• **Task objective**
Copy out each line of the data holding "dress".

Collection entries
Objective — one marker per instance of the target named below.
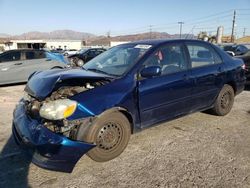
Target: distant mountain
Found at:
(58, 34)
(142, 36)
(91, 38)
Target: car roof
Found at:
(156, 42)
(23, 49)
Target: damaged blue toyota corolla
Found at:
(67, 113)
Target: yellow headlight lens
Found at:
(69, 110)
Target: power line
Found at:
(232, 35)
(181, 23)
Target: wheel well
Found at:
(233, 85)
(130, 119)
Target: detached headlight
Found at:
(58, 109)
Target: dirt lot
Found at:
(199, 150)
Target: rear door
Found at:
(207, 74)
(168, 95)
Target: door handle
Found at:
(18, 63)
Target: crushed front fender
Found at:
(49, 150)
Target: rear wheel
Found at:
(110, 132)
(224, 101)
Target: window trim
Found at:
(209, 46)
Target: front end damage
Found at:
(53, 143)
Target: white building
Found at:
(48, 44)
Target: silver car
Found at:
(17, 65)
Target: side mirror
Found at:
(151, 71)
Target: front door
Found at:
(168, 95)
(207, 74)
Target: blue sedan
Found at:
(94, 109)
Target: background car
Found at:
(17, 65)
(236, 49)
(70, 52)
(84, 56)
(246, 58)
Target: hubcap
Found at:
(109, 136)
(225, 100)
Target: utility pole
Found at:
(181, 23)
(232, 34)
(244, 32)
(150, 31)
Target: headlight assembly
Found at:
(58, 109)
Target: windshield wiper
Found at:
(100, 71)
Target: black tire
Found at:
(224, 101)
(110, 132)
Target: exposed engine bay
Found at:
(62, 126)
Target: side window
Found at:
(202, 55)
(170, 58)
(39, 55)
(11, 56)
(30, 55)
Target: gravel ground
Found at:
(198, 150)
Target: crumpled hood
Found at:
(41, 84)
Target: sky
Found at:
(123, 17)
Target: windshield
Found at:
(117, 60)
(83, 50)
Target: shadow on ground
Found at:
(14, 166)
(14, 84)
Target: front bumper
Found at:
(49, 150)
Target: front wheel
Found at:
(110, 132)
(224, 101)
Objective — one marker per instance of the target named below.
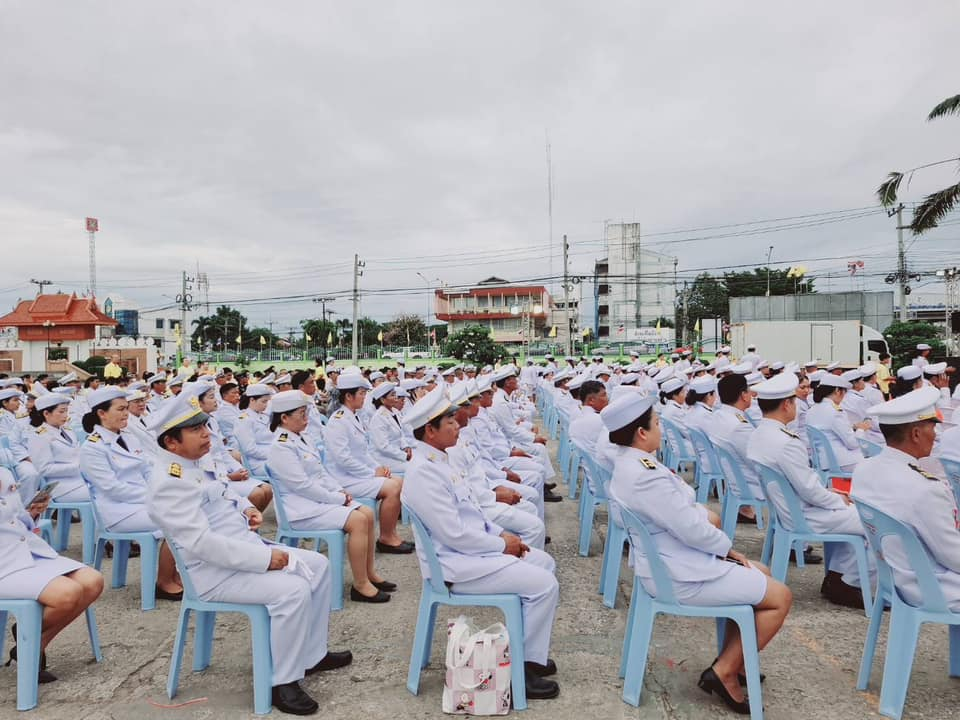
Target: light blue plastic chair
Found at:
(706, 457)
(149, 557)
(793, 531)
(333, 539)
(822, 452)
(905, 619)
(738, 494)
(29, 614)
(645, 607)
(869, 448)
(435, 592)
(206, 616)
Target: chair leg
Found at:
(901, 647)
(204, 623)
(870, 643)
(422, 637)
(637, 653)
(176, 658)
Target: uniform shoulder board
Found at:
(928, 476)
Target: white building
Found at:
(633, 286)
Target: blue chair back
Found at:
(425, 544)
(639, 535)
(879, 525)
(773, 479)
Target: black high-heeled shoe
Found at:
(710, 683)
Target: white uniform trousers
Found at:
(532, 579)
(521, 520)
(299, 611)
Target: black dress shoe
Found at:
(332, 661)
(539, 688)
(358, 596)
(810, 557)
(291, 698)
(550, 496)
(541, 670)
(164, 595)
(710, 683)
(404, 548)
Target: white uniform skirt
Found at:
(738, 586)
(331, 517)
(27, 584)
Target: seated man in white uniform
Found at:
(476, 555)
(350, 463)
(498, 502)
(214, 531)
(773, 445)
(894, 483)
(703, 567)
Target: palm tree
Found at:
(935, 206)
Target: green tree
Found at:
(405, 330)
(938, 204)
(904, 337)
(474, 344)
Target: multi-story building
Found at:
(633, 286)
(513, 313)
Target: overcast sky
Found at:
(269, 142)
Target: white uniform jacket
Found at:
(468, 546)
(300, 478)
(117, 477)
(204, 518)
(690, 547)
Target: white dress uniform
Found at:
(830, 418)
(521, 519)
(348, 457)
(311, 498)
(27, 563)
(228, 562)
(117, 478)
(470, 548)
(691, 548)
(894, 483)
(55, 453)
(777, 447)
(254, 439)
(387, 441)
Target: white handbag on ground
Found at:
(478, 669)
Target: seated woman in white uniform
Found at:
(117, 474)
(704, 568)
(252, 428)
(828, 416)
(32, 570)
(54, 449)
(314, 501)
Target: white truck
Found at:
(848, 341)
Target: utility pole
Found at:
(40, 283)
(184, 299)
(566, 295)
(358, 264)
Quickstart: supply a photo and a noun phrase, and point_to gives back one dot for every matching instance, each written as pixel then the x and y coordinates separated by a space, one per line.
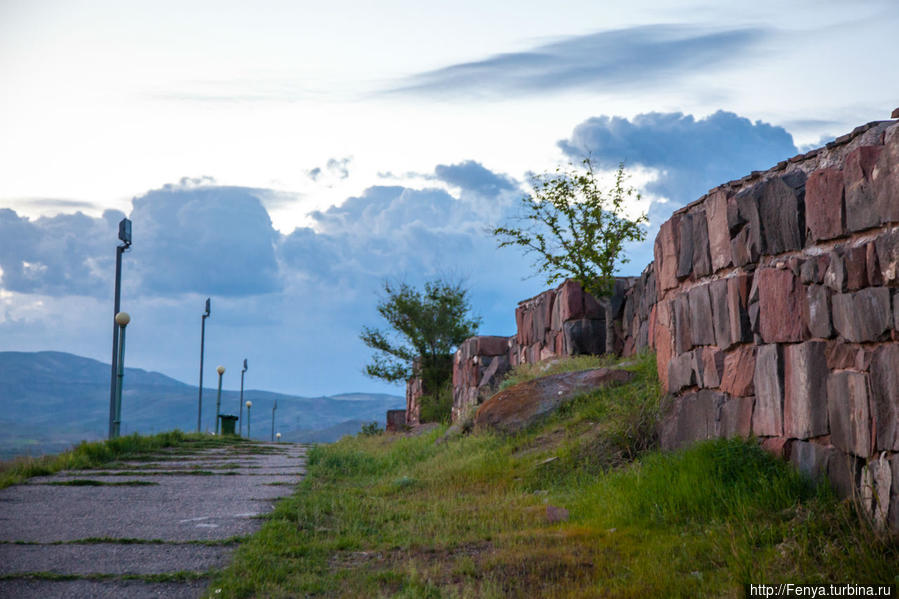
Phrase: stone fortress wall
pixel 773 308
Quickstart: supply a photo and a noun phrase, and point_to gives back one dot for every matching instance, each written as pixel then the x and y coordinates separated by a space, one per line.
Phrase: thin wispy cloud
pixel 625 58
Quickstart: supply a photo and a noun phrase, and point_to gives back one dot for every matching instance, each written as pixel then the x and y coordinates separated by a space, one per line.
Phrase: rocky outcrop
pixel 519 406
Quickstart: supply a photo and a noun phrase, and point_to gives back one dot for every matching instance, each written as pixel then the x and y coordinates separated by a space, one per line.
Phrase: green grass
pixel 394 516
pixel 93 454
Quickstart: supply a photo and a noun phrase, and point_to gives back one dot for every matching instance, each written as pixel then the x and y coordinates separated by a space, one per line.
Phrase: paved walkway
pixel 141 529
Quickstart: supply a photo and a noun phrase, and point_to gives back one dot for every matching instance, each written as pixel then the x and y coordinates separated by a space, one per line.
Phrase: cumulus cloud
pixel 689 155
pixel 628 58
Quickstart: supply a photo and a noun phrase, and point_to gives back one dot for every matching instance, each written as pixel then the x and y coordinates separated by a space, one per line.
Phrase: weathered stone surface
pixel 864 315
pixel 847 410
pixel 702 329
pixel 694 417
pixel 810 458
pixel 767 418
pixel 843 473
pixel 719 233
pixel 885 181
pixel 739 371
pixel 702 263
pixel 856 261
pixel 835 275
pixel 683 371
pixel 780 302
pixel 584 336
pixel 683 338
pixel 816 311
pixel 519 406
pixel 736 417
pixel 885 396
pixel 738 314
pixel 665 252
pixel 824 204
pixel 711 364
pixel 685 246
pixel 858 165
pixel 876 480
pixel 805 400
pixel 781 212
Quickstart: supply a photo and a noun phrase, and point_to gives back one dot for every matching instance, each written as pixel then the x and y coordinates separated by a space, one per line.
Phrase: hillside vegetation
pixel 485 515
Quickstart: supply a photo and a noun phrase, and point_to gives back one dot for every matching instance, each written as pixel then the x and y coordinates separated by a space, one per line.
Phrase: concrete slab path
pixel 149 528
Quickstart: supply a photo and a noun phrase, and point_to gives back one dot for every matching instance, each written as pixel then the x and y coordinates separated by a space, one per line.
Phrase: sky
pixel 286 158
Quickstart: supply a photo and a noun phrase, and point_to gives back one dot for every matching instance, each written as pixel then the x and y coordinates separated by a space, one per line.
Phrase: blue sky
pixel 285 159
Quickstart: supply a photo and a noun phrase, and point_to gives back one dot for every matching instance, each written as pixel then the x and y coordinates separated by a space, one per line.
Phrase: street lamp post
pixel 202 347
pixel 274 407
pixel 122 319
pixel 125 238
pixel 218 399
pixel 240 403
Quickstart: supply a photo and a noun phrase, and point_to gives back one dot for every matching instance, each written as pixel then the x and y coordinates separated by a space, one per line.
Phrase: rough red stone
pixel 519 406
pixel 847 411
pixel 781 217
pixel 816 311
pixel 780 302
pixel 767 418
pixel 864 315
pixel 719 233
pixel 824 204
pixel 858 165
pixel 736 417
pixel 702 329
pixel 738 371
pixel 665 251
pixel 885 396
pixel 805 400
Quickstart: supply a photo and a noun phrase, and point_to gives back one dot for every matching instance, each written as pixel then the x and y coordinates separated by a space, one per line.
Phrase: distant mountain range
pixel 51 400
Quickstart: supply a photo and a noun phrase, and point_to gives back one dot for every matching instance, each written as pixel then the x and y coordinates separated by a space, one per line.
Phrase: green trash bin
pixel 228 424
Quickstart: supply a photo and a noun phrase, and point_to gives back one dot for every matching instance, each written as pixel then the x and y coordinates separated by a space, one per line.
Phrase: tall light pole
pixel 218 399
pixel 274 407
pixel 240 403
pixel 125 238
pixel 202 347
pixel 122 319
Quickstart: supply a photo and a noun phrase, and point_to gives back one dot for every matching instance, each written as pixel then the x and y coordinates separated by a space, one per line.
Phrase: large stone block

• **Answer space**
Target: black dress shoe
Target: white dress uniform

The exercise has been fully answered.